DIRECTIONS FOR THIS TASK ▸ Report each line of the entries that includes "glazed" by copying it.

INFORMATION GIVEN ▸
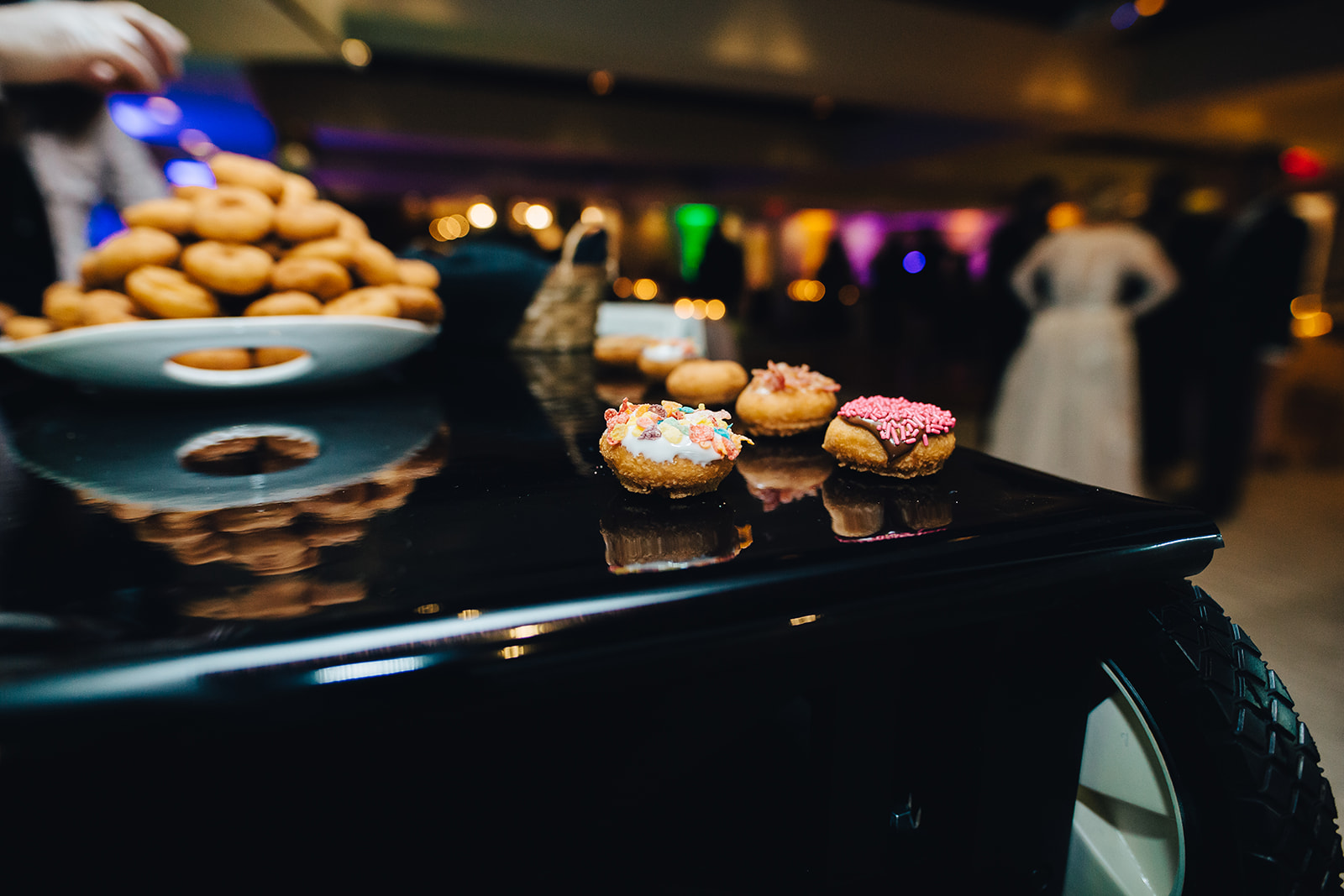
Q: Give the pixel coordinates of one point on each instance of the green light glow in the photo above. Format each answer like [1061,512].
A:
[694,223]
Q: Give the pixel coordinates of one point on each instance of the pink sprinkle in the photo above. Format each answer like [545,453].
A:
[900,421]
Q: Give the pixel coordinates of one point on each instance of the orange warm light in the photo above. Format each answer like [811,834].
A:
[806,291]
[1063,215]
[1317,324]
[644,289]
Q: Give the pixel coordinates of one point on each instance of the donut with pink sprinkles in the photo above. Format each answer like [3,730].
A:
[891,436]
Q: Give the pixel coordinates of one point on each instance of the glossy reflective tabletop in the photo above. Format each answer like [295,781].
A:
[459,512]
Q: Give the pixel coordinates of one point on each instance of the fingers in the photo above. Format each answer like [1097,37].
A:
[139,46]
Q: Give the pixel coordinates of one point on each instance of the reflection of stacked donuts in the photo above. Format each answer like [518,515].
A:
[279,537]
[279,598]
[647,537]
[864,511]
[260,244]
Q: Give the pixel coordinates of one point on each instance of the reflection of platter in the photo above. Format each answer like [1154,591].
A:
[138,355]
[649,537]
[138,458]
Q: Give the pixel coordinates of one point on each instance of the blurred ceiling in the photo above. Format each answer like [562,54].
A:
[911,101]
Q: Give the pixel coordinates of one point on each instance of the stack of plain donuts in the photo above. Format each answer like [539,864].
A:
[260,242]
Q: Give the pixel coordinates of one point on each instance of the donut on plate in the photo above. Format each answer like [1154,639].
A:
[891,436]
[784,399]
[234,214]
[228,268]
[669,449]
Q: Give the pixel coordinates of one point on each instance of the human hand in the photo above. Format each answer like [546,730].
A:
[108,45]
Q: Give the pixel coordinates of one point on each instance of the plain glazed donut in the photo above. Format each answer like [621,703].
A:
[351,226]
[234,214]
[24,327]
[170,214]
[417,271]
[228,268]
[217,359]
[108,307]
[288,302]
[128,250]
[322,277]
[335,249]
[302,222]
[64,305]
[370,301]
[375,264]
[246,170]
[417,302]
[165,291]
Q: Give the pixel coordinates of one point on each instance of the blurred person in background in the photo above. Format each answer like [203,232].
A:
[1003,318]
[1068,402]
[1254,275]
[1167,364]
[60,150]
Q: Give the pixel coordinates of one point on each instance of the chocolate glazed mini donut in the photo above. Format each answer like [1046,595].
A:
[228,268]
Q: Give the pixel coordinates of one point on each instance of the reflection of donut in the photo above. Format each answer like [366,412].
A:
[165,291]
[781,473]
[369,301]
[867,508]
[644,537]
[228,268]
[128,250]
[302,222]
[375,264]
[705,382]
[891,437]
[288,302]
[417,271]
[246,170]
[322,277]
[171,214]
[234,215]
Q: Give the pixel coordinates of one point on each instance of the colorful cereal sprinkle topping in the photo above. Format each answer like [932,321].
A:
[675,423]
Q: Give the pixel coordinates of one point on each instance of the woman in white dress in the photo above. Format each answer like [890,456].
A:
[1068,402]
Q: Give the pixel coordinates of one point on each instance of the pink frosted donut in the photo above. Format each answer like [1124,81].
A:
[891,436]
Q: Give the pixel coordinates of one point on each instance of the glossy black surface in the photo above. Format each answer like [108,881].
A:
[464,516]
[418,631]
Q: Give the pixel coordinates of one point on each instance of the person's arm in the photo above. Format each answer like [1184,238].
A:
[108,45]
[1155,270]
[1023,280]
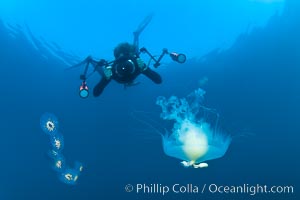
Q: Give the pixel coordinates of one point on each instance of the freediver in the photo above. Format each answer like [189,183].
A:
[125,69]
[127,65]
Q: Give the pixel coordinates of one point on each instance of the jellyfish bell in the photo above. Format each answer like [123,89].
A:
[49,123]
[57,142]
[193,139]
[178,57]
[69,176]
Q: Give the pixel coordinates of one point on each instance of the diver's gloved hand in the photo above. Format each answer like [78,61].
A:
[141,64]
[107,72]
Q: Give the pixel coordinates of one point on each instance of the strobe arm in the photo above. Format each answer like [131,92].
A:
[180,58]
[157,62]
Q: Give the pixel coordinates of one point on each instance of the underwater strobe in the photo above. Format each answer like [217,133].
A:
[83,90]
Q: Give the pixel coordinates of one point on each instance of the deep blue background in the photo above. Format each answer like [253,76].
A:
[254,85]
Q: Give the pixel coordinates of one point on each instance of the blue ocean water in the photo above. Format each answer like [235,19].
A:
[248,67]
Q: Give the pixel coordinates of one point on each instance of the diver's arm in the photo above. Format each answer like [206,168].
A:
[98,89]
[140,28]
[154,76]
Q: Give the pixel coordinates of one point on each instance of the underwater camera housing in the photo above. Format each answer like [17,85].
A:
[83,90]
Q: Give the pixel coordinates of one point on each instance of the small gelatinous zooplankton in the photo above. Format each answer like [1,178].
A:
[193,139]
[49,125]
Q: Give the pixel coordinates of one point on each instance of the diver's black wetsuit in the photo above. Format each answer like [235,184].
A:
[155,77]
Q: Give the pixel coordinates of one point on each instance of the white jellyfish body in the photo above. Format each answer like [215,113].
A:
[192,140]
[49,124]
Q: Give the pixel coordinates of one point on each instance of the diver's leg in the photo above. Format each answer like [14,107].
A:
[98,89]
[154,76]
[140,28]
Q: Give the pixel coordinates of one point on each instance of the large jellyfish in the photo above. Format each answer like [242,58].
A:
[49,125]
[193,139]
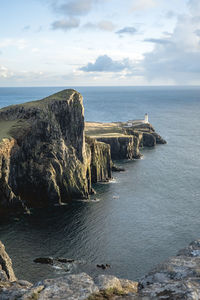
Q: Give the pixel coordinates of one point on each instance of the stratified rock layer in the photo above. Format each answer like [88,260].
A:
[6,270]
[178,278]
[43,156]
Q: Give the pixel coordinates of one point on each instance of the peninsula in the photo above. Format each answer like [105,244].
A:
[49,155]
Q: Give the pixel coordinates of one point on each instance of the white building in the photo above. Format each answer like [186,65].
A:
[131,123]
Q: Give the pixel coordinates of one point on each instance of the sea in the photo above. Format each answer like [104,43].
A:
[143,216]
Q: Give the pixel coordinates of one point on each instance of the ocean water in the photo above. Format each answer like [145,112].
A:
[139,219]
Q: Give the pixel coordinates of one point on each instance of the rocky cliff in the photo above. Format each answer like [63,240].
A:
[43,156]
[178,278]
[125,142]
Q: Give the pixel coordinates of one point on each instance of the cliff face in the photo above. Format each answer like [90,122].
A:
[101,163]
[125,142]
[44,159]
[122,147]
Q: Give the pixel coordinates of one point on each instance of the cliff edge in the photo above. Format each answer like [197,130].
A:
[178,278]
[43,156]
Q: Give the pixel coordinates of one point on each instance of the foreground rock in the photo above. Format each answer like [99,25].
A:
[44,159]
[6,270]
[176,279]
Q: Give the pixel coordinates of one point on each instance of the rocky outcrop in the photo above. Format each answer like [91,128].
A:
[178,278]
[125,142]
[43,156]
[122,147]
[147,134]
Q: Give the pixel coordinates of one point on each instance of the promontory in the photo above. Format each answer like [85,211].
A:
[48,155]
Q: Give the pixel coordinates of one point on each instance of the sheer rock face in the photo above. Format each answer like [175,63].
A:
[6,270]
[178,278]
[101,163]
[126,147]
[44,159]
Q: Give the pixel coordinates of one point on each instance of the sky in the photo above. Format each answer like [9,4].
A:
[99,42]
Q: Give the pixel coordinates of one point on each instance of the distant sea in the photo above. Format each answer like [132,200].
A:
[144,215]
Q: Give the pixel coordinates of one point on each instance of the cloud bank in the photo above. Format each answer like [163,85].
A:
[105,63]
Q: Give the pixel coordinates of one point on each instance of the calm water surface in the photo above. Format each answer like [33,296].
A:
[144,215]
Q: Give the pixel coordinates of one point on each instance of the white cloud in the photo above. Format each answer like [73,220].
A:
[102,25]
[127,30]
[65,25]
[104,63]
[20,44]
[177,57]
[5,73]
[143,4]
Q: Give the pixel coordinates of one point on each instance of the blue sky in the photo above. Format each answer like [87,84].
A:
[99,42]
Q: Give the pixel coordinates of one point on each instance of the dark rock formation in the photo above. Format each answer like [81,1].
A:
[6,270]
[101,163]
[178,278]
[43,156]
[122,147]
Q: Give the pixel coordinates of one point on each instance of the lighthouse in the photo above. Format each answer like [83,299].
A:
[146,118]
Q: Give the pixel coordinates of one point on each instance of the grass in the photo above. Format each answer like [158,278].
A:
[93,129]
[10,129]
[60,96]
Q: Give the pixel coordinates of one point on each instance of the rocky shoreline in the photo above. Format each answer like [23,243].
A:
[178,278]
[47,148]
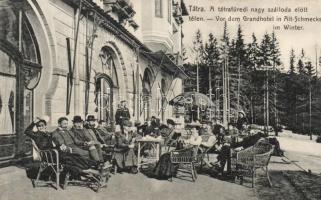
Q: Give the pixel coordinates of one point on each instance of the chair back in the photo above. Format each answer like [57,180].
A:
[186,155]
[35,151]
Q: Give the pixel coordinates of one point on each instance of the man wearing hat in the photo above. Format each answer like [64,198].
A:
[122,113]
[241,120]
[66,141]
[88,138]
[171,134]
[124,149]
[100,132]
[41,137]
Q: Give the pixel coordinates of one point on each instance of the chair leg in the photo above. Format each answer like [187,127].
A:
[57,179]
[192,171]
[66,181]
[35,183]
[195,172]
[268,176]
[253,178]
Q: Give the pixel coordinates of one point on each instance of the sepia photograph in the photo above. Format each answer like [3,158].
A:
[160,99]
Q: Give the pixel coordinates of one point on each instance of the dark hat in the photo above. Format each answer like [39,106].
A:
[128,123]
[194,124]
[41,121]
[91,118]
[170,121]
[137,123]
[77,118]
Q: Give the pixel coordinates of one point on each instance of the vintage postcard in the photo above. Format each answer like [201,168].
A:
[160,99]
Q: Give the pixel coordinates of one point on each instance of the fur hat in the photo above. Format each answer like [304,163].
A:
[77,119]
[91,118]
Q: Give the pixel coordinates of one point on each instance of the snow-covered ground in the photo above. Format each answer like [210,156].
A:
[301,151]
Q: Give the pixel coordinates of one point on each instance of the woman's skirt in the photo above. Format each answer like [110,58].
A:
[164,168]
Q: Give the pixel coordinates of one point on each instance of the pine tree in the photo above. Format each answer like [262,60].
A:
[292,62]
[253,53]
[225,42]
[265,56]
[310,69]
[275,50]
[212,58]
[301,62]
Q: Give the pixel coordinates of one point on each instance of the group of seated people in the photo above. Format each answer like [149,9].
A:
[83,146]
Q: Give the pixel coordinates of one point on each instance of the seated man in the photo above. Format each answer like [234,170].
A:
[66,141]
[100,131]
[170,134]
[124,149]
[41,137]
[225,152]
[87,139]
[164,167]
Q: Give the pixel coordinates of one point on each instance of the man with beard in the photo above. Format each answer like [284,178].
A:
[87,138]
[41,137]
[72,156]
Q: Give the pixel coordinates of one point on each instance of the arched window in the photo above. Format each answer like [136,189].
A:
[146,94]
[104,99]
[18,52]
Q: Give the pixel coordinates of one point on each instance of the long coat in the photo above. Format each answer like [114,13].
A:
[121,115]
[68,138]
[124,156]
[43,140]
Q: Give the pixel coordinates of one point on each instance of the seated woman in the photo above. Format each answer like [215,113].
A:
[164,168]
[43,139]
[124,149]
[225,152]
[72,157]
[41,136]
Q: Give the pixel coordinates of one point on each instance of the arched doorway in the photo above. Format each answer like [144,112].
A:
[163,98]
[106,86]
[104,99]
[20,71]
[146,94]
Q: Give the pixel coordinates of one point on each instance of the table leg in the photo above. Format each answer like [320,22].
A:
[138,157]
[157,151]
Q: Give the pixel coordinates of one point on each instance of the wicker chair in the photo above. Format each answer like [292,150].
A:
[96,179]
[204,151]
[247,161]
[186,160]
[49,159]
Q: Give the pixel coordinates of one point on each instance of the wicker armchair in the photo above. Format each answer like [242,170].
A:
[49,159]
[186,160]
[247,161]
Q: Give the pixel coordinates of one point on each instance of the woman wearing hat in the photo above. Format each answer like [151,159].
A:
[241,120]
[164,168]
[88,138]
[41,136]
[124,149]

ANSWER FOR THIS EXERCISE ▸
Q: Give the pixel coordinates of one point on each instance of the plain glazed donut in the photo above. Format each answer like [621,703].
Q: Give the pixel coordinates of one point on each instance of the chocolate glazed mini donut in the photo above. Format each answer like [1046,595].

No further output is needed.